- BRANO DI PARTENZA:
☆ ☆ ☆ ☆ ☆

Ma ecco chi sono gli otto protagonisti del racconto fotografico di Corrent, scattato in altrettanti luoghi sul territorio altoatesino, dagli atelier di Bolzano ai laboratori di Merano, fino alle botteghe della Val Passiria. Franz Haller custodisce l’arte della lana cotta, Simon Volgger realizza calzature ortopediche su misura, Alois Thaler ricama con piume di pavone e Irene Tomedi si dedica al restauro tessile. Il laboratorio Vetroricerca lavora con il vetro in dialogo con l’arte contemporanea, mentre la stilista Violeta Nevenova crea abiti dal gusto teatrale e punk. Sarah Valier, orafa, combina materiali nobili e frammenti di recupero, e Giorgio Seppi trasforma oggetti quotidiani in lampade e installazioni luminose.

La mostra propone inoltre un’esperienza particolarmente coinvolgente, mettendo al centro del progetto anche l’accessibilità, per permettere a più persone e pubblici differenti di fruire delle opere e racconti proposti, fornendo molteplici supporti utili per persone con disabilità. Una delle fotografie dell’esposizione, selezionata come immagine rappresentativa della mostra, è stata riprodotta anche in versione tattile, offrendo un’ulteriore occasione di esplorazione percettiva. Dopo qualche nota biografica sulle due fotografe lascio la parola a Claudia Corrent, nel racconto della sua esperienza di curatrice e fotografa di questa mostra.

☆ ☆ ☆ ☆ ☆

- ELENCO DATI:

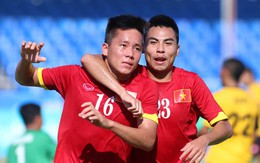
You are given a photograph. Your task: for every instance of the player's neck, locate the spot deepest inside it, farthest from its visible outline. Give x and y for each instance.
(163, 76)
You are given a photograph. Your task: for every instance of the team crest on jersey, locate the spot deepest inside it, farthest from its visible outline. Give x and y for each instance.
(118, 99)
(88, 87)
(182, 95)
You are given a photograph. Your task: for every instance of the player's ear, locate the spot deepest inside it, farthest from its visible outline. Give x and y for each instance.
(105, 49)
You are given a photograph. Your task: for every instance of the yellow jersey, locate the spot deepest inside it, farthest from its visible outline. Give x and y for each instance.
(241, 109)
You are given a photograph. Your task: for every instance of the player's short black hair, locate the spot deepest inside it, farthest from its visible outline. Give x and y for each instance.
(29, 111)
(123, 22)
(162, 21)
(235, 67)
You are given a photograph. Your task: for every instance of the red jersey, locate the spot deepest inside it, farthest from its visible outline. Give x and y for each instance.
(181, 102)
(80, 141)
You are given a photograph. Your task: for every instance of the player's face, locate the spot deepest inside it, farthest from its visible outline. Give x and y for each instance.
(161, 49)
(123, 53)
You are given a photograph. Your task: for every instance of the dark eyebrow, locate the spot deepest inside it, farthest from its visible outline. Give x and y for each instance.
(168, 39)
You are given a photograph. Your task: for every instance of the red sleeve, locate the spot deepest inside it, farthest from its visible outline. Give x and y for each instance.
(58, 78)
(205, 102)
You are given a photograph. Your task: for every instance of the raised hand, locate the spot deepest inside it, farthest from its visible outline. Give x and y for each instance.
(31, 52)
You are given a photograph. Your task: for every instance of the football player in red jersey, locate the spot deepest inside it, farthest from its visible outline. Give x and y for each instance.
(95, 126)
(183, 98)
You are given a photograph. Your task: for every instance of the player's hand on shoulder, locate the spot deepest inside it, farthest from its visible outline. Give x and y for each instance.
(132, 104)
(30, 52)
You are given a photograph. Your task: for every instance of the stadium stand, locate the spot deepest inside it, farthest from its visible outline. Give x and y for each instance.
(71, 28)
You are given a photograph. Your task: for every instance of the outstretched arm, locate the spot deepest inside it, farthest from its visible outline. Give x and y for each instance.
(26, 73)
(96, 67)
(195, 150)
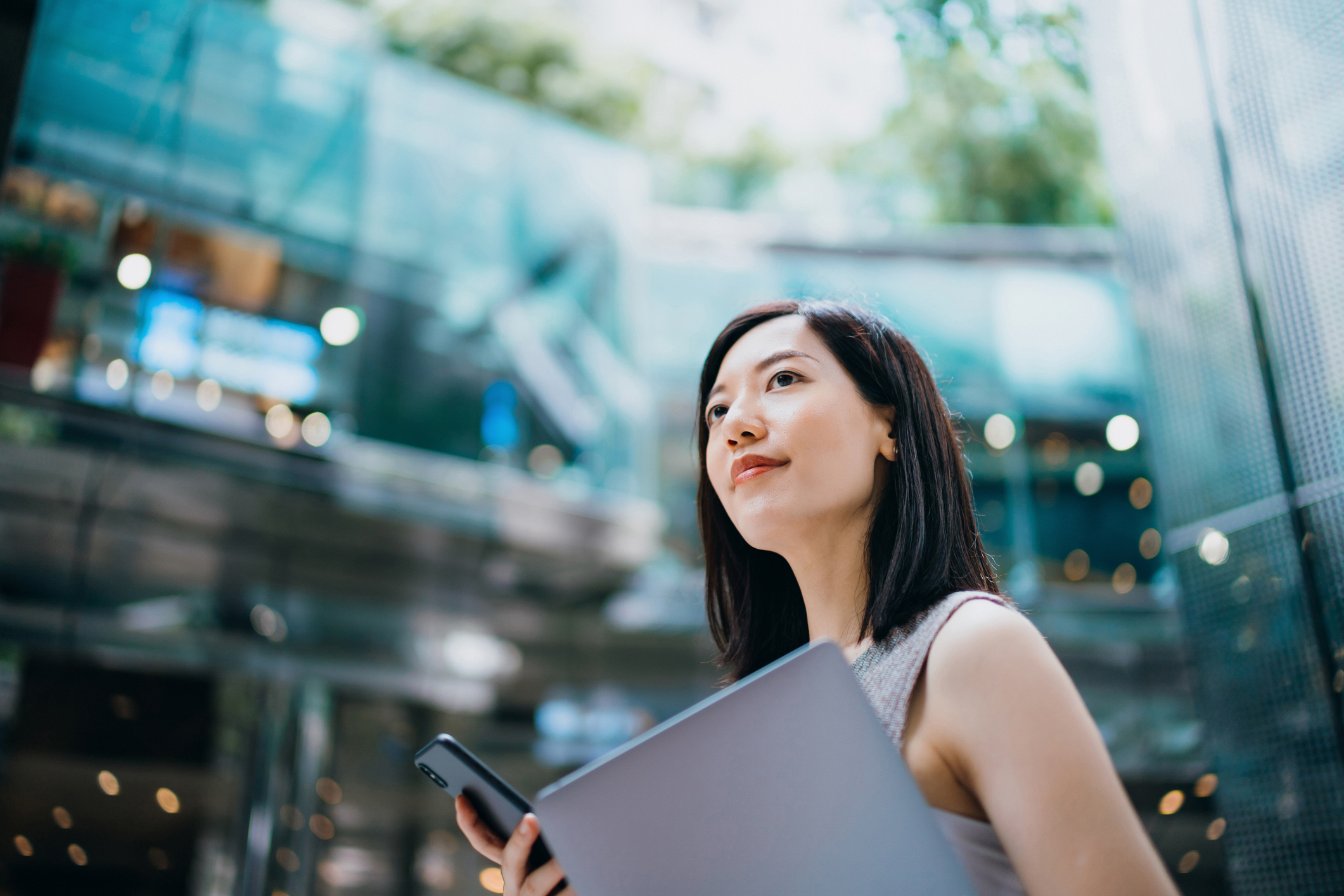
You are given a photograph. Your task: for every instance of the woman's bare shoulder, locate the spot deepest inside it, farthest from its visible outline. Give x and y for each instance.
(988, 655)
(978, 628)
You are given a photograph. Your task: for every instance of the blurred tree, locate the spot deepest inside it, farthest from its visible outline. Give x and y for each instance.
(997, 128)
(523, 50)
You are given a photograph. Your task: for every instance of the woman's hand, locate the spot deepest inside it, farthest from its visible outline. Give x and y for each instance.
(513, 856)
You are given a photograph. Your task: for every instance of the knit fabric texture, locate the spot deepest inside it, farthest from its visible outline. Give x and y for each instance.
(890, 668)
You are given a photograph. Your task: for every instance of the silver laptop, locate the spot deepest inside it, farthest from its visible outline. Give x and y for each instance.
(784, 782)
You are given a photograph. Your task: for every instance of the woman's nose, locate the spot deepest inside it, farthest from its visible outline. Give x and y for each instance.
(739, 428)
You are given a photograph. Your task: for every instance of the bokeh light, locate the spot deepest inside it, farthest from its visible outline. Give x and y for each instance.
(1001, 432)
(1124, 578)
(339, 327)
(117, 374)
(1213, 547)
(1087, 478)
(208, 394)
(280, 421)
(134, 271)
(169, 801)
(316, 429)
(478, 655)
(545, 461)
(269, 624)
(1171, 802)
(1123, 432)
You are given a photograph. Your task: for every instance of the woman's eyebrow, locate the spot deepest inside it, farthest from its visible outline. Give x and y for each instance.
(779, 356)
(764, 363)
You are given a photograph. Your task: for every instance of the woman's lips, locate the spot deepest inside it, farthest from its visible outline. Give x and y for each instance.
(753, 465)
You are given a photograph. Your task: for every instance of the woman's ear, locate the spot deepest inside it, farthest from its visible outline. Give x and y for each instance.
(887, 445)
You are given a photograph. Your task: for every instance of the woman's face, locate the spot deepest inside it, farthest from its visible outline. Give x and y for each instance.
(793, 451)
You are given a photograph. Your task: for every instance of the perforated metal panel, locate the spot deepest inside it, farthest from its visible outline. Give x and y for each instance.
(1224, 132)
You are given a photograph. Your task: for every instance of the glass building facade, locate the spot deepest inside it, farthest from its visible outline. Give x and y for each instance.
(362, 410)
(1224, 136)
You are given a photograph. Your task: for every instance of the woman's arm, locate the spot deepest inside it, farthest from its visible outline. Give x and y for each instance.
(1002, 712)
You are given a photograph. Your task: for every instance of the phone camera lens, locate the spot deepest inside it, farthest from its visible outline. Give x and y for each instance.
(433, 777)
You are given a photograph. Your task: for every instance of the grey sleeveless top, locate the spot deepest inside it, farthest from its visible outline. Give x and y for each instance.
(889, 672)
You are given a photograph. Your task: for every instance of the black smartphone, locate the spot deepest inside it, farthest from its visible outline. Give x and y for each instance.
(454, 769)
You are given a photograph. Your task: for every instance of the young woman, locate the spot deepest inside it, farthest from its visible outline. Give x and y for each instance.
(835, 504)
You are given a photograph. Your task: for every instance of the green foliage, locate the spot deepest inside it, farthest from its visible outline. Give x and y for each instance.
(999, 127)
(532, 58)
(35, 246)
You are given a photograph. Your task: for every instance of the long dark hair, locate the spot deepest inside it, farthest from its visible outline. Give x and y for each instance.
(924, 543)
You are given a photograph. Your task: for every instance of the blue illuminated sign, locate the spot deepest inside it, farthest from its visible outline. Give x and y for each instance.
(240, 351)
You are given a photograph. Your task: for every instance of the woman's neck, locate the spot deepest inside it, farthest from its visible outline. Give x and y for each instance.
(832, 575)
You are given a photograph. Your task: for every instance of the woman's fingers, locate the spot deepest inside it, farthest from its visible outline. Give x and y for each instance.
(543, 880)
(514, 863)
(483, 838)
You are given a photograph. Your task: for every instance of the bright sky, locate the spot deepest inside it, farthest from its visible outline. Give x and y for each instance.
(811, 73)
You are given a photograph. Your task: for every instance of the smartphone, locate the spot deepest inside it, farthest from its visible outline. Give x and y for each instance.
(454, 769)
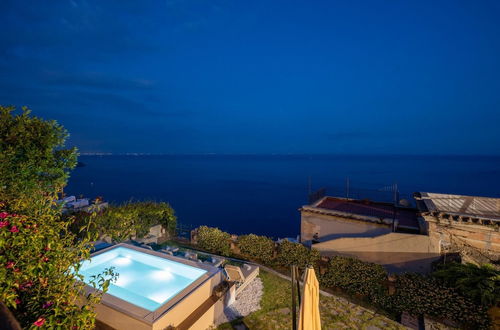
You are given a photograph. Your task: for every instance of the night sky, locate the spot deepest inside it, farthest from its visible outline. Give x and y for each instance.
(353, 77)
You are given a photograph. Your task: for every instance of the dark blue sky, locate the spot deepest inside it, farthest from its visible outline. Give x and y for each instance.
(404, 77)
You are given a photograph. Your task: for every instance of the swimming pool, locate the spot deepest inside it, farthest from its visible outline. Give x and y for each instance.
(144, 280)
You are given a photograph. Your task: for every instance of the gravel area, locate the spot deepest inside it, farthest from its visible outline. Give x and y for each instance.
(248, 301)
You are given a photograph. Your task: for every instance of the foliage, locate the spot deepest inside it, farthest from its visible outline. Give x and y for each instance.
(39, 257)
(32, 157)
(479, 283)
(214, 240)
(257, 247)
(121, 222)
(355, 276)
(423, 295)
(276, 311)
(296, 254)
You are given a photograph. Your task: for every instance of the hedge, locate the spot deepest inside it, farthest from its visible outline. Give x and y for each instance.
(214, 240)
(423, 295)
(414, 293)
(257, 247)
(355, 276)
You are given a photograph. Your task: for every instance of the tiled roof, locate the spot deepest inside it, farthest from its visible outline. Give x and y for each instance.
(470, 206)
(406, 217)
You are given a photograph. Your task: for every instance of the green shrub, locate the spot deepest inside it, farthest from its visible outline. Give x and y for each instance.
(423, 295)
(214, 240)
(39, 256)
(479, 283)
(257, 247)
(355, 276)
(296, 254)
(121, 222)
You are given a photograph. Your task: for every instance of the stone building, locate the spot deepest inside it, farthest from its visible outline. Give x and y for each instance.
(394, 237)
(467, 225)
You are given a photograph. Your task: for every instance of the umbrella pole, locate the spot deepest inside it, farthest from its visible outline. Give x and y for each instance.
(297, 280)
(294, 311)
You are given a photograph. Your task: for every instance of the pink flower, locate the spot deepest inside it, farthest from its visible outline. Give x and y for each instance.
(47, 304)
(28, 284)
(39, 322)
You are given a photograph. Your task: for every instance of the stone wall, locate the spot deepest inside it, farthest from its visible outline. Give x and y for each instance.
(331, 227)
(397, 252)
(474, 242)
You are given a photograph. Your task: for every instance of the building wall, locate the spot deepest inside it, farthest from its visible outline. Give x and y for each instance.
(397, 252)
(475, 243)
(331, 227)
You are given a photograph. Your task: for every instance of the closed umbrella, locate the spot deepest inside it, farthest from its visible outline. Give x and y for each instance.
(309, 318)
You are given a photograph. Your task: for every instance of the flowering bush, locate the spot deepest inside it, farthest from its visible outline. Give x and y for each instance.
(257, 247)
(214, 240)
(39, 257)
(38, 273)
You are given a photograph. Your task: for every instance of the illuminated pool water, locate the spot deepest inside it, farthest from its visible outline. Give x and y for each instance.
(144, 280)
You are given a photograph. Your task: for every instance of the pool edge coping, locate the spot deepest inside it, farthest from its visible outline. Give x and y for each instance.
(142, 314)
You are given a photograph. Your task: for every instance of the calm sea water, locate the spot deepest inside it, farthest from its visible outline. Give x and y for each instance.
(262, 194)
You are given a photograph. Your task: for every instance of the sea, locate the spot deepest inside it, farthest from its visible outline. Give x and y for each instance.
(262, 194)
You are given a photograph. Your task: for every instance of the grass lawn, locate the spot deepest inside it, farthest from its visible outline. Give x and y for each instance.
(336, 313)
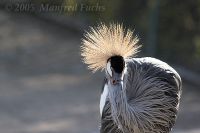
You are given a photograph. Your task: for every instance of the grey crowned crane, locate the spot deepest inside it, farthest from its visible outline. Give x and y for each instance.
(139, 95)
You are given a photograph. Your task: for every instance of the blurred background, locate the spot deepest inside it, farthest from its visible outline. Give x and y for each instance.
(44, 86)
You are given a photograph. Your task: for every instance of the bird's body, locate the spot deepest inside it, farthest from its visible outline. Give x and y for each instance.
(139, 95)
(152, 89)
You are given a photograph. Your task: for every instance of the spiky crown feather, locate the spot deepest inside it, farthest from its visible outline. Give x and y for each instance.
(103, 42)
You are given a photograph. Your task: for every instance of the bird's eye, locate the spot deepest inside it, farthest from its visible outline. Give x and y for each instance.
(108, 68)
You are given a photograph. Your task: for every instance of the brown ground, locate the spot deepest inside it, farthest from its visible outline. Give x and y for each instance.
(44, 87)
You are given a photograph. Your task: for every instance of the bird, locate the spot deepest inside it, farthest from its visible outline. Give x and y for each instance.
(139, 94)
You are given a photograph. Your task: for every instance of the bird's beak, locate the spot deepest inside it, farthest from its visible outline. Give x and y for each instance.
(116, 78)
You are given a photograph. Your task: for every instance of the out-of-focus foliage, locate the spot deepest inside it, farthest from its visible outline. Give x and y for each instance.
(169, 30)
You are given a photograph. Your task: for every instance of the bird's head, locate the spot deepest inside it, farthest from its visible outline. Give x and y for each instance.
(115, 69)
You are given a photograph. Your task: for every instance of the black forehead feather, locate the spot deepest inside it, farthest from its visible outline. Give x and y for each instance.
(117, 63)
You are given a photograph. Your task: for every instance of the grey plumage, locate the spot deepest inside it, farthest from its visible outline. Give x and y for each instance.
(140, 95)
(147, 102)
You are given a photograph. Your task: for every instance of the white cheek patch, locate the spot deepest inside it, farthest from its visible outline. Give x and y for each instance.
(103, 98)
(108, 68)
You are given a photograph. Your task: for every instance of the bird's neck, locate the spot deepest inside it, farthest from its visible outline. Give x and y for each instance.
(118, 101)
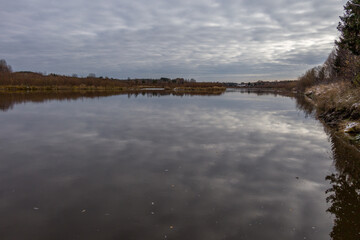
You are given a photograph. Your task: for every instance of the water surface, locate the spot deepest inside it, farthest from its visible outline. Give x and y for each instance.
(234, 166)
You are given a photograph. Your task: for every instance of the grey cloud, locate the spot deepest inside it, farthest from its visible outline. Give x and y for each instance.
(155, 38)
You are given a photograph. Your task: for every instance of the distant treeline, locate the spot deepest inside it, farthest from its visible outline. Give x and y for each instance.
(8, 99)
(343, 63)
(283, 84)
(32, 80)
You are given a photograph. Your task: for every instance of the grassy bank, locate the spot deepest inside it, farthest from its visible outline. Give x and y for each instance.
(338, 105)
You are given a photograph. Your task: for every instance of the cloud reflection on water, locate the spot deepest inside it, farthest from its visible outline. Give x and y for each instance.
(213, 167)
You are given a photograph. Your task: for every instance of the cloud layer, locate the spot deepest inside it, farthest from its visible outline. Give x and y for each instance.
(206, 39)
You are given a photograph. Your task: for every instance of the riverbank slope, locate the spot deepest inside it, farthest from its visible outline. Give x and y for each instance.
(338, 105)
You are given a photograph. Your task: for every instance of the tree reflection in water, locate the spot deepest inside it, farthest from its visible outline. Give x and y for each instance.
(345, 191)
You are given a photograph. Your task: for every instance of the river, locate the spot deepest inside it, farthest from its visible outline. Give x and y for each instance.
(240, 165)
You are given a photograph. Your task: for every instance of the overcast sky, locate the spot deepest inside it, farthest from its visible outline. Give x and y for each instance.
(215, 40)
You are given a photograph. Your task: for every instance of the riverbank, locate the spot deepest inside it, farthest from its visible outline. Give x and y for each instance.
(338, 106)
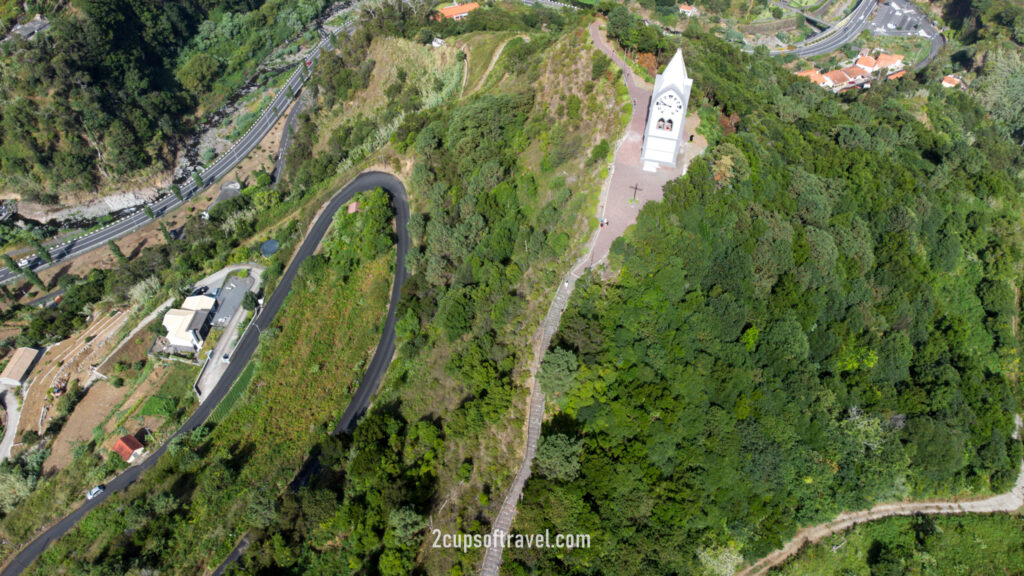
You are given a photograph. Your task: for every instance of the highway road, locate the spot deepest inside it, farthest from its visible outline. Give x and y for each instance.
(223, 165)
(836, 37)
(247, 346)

☆ ☆ ☆ ☆ ☆

- COMPITI:
**A)** Ricopia dal brano sulla mostra fotografica la parte che comincia con "Ma ecco chi" e finisce con "e installazioni luminose.".
**B)** Nel brano sulla mostra fotografica, a che cosa si dedica Irene Tomedi?
Per rispondere basati soltanto sul brano.

- RISPOSTE:
**A)**
Ma ecco chi sono gli otto protagonisti del racconto fotografico di Corrent, scattato in altrettanti luoghi sul territorio altoatesino, dagli atelier di Bolzano ai laboratori di Merano, fino alle botteghe della Val Passiria. Franz Haller custodisce l’arte della lana cotta, Simon Volgger realizza calzature ortopediche su misura, Alois Thaler ricama con piume di pavone e Irene Tomedi si dedica al restauro tessile. Il laboratorio Vetroricerca lavora con il vetro in dialogo con l’arte contemporanea, mentre la stilista Violeta Nevenova crea abiti dal gusto teatrale e punk. Sarah Valier, orafa, combina materiali nobili e frammenti di recupero, e Giorgio Seppi trasforma oggetti quotidiani in lampade e installazioni luminose.

**B)** Al restauro tessile.